What is required: Word for word, restate the lines from the top of the records below through the line with "rough mask: <svg", both included, with no pictures in the result.

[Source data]
⁂

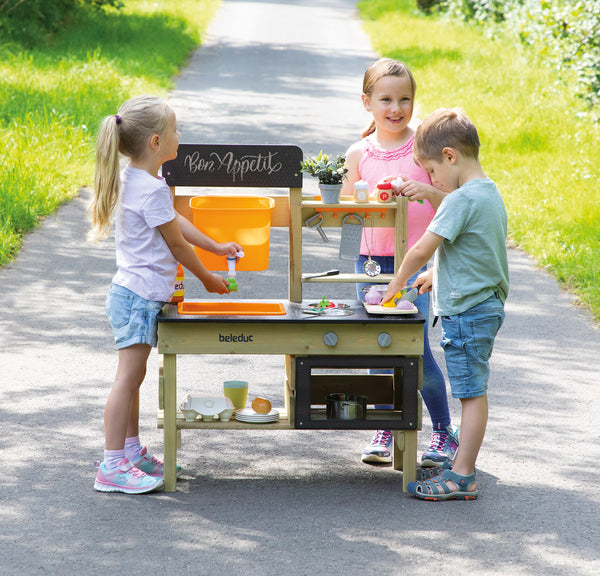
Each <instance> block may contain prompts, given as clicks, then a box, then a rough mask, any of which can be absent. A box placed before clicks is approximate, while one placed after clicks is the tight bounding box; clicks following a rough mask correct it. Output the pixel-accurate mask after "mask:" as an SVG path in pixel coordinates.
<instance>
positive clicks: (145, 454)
mask: <svg viewBox="0 0 600 576" xmlns="http://www.w3.org/2000/svg"><path fill="white" fill-rule="evenodd" d="M140 456H141V457H142V459H143V460H148V462H150V463H151V464H153V465H155V466H162V462H161V461H160V460H158V459H157V458H155V457H154V456H153V455H152V454H150V455H149V454H148V449H147V448H146V447H145V446H144V447H143V448H142V449H141V450H140Z"/></svg>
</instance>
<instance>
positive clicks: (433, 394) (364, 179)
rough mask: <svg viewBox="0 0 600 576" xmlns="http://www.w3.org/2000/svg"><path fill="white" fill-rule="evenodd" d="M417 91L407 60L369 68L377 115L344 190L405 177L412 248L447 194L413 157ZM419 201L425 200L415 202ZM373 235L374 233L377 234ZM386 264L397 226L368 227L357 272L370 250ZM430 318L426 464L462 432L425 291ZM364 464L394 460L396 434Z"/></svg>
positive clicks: (426, 226)
mask: <svg viewBox="0 0 600 576" xmlns="http://www.w3.org/2000/svg"><path fill="white" fill-rule="evenodd" d="M415 92H416V83H415V80H414V78H413V76H412V74H411V72H410V70H409V69H408V67H407V66H406V65H405V64H403V63H402V62H398V61H397V60H392V59H390V58H381V59H380V60H377V61H376V62H374V63H373V64H371V66H369V68H367V71H366V72H365V75H364V79H363V94H362V102H363V106H364V107H365V109H366V110H367V111H369V112H371V114H372V115H373V120H372V122H371V125H370V126H369V128H367V130H366V131H365V132H364V133H363V135H362V136H363V138H362V140H359V141H358V142H356V143H355V144H353V145H352V146H350V148H348V151H347V152H346V163H347V166H348V174H347V177H348V180H347V181H346V182H345V183H344V187H343V189H342V194H344V195H352V193H353V188H354V183H355V182H356V181H358V180H364V181H366V182H367V183H368V185H369V193H370V194H371V195H374V193H375V187H376V185H377V182H379V181H381V180H383V179H386V180H389V179H392V178H396V177H398V176H400V177H401V178H402V180H403V182H402V183H401V184H399V185H398V186H397V188H396V189H395V193H396V194H397V195H403V196H407V197H408V198H409V200H410V202H409V205H408V239H407V243H408V248H409V249H410V247H411V246H412V245H413V244H415V242H416V241H417V240H418V239H419V238H420V237H421V236H422V235H423V233H424V232H425V230H426V229H427V226H428V225H429V223H430V222H431V220H432V219H433V216H434V214H435V211H436V209H437V207H438V206H439V205H440V203H441V201H442V199H443V197H444V193H443V192H441V191H440V190H438V189H436V188H434V187H433V186H432V185H431V180H430V179H429V175H428V173H427V172H426V171H425V170H424V169H423V168H421V167H420V166H418V165H417V164H416V163H415V161H414V158H413V142H414V130H413V129H412V128H411V127H410V126H409V123H410V121H411V118H412V114H413V106H414V98H415ZM415 200H419V201H420V202H415ZM371 233H372V234H371ZM369 252H370V255H371V256H372V257H373V259H374V260H376V261H377V262H378V263H379V264H380V265H381V272H382V273H384V274H393V273H394V272H395V270H394V229H393V228H374V229H372V228H371V229H369V228H368V227H365V231H364V233H363V238H362V243H361V250H360V256H359V259H358V260H357V262H356V271H357V272H358V273H362V269H363V268H362V267H363V263H364V262H365V261H366V260H367V258H368V254H369ZM416 276H417V275H415V278H416ZM413 280H414V279H411V280H410V281H409V284H410V283H411V282H412V281H413ZM365 286H366V285H365V284H362V285H361V284H359V285H358V295H359V298H362V297H363V296H364V294H363V292H362V289H363V287H365ZM415 304H416V306H417V308H418V309H419V311H420V312H421V314H423V316H425V319H426V322H425V350H424V355H423V390H422V396H423V400H424V401H425V405H426V406H427V410H428V411H429V415H430V417H431V421H432V427H433V432H432V437H431V442H430V445H429V447H428V448H427V450H425V452H424V453H423V455H422V457H421V465H423V466H435V465H438V464H442V463H443V462H445V461H446V460H452V459H453V458H454V455H455V453H456V449H457V447H458V434H457V431H456V429H455V428H454V427H453V426H452V425H451V423H450V413H449V410H448V398H447V395H446V383H445V381H444V376H443V374H442V371H441V370H440V368H439V366H438V365H437V363H436V361H435V359H434V357H433V355H432V353H431V348H430V346H429V338H428V334H427V324H428V318H429V292H425V293H424V294H420V295H419V297H418V299H417V301H416V302H415ZM362 460H363V462H368V463H386V462H391V461H392V435H391V433H390V432H389V430H378V431H377V432H376V433H375V435H374V437H373V439H372V440H371V442H370V444H369V445H368V446H366V447H365V449H364V450H363V455H362Z"/></svg>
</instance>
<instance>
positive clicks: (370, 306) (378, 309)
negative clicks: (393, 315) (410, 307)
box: [363, 302, 419, 314]
mask: <svg viewBox="0 0 600 576" xmlns="http://www.w3.org/2000/svg"><path fill="white" fill-rule="evenodd" d="M363 306H364V307H365V308H366V310H367V312H368V313H369V314H416V313H417V312H418V311H419V310H418V308H417V307H416V306H415V305H414V304H413V305H412V308H411V309H410V310H402V309H401V308H396V307H391V306H382V305H381V304H367V303H366V302H363Z"/></svg>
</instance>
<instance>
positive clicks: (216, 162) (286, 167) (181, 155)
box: [162, 144, 303, 188]
mask: <svg viewBox="0 0 600 576" xmlns="http://www.w3.org/2000/svg"><path fill="white" fill-rule="evenodd" d="M302 159H303V158H302V150H301V149H300V148H299V147H298V146H267V145H264V146H262V145H225V144H215V145H212V144H180V145H179V148H178V150H177V158H175V160H170V161H169V162H165V163H164V164H163V167H162V175H163V177H164V178H165V180H166V181H167V184H169V186H216V187H219V186H221V187H223V186H235V187H260V188H263V187H265V188H301V187H302V173H301V172H300V163H301V162H302Z"/></svg>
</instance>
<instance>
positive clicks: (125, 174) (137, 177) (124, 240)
mask: <svg viewBox="0 0 600 576" xmlns="http://www.w3.org/2000/svg"><path fill="white" fill-rule="evenodd" d="M173 218H175V209H174V208H173V196H172V194H171V189H170V188H169V186H168V185H167V183H166V182H165V180H164V179H163V178H155V177H154V176H151V175H150V174H148V172H146V171H145V170H139V169H137V168H132V167H131V166H127V168H125V170H123V173H122V174H121V193H120V196H119V202H118V204H117V209H116V215H115V244H116V252H117V267H118V270H117V273H116V274H115V275H114V277H113V282H114V283H115V284H118V285H119V286H123V287H125V288H128V289H129V290H131V291H132V292H135V293H136V294H137V295H138V296H141V297H142V298H145V299H146V300H154V301H156V302H168V301H170V300H171V296H172V295H173V290H174V287H175V275H176V273H177V260H176V259H175V257H174V256H173V254H172V253H171V250H170V249H169V247H168V245H167V243H166V242H165V240H164V238H163V237H162V234H161V233H160V230H159V229H158V226H161V225H162V224H166V223H167V222H170V221H171V220H173Z"/></svg>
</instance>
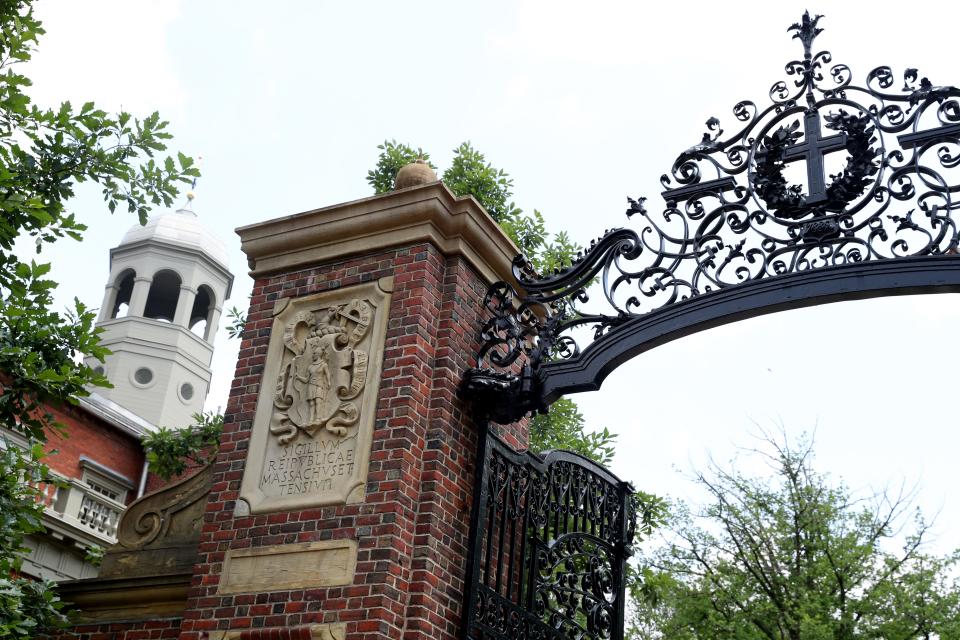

⁂

Solution:
Each <instance> block may contain prompts, given as clicks, then a box, then a rough mask, any of which can be absent. A box placed before clicks is approximate, while one placed after clicks is the tight bounding box; clicks following a rough mask correct it. Output the pixel-accurate mask after "mask:" as an SVG path in pixel coordinates.
<instance>
positive clicks: (145, 454)
mask: <svg viewBox="0 0 600 576" xmlns="http://www.w3.org/2000/svg"><path fill="white" fill-rule="evenodd" d="M140 456H141V457H142V459H143V460H148V462H150V463H151V464H153V465H155V466H162V462H161V461H160V460H158V459H157V458H155V457H154V456H153V455H152V454H150V455H149V454H148V449H147V448H146V447H145V446H144V447H143V448H142V449H141V450H140Z"/></svg>
</instance>
<instance>
positive clicks: (433, 394) (364, 179)
rough mask: <svg viewBox="0 0 600 576" xmlns="http://www.w3.org/2000/svg"><path fill="white" fill-rule="evenodd" d="M417 91L407 60L369 68L377 115L344 190L405 177L412 248L447 194L413 157ZM419 201L425 200L415 202ZM373 235L374 233L377 234ZM386 264L397 226L368 227L357 272L370 250ZM430 318L426 464L462 432L425 291ZM364 464L394 460L396 434Z"/></svg>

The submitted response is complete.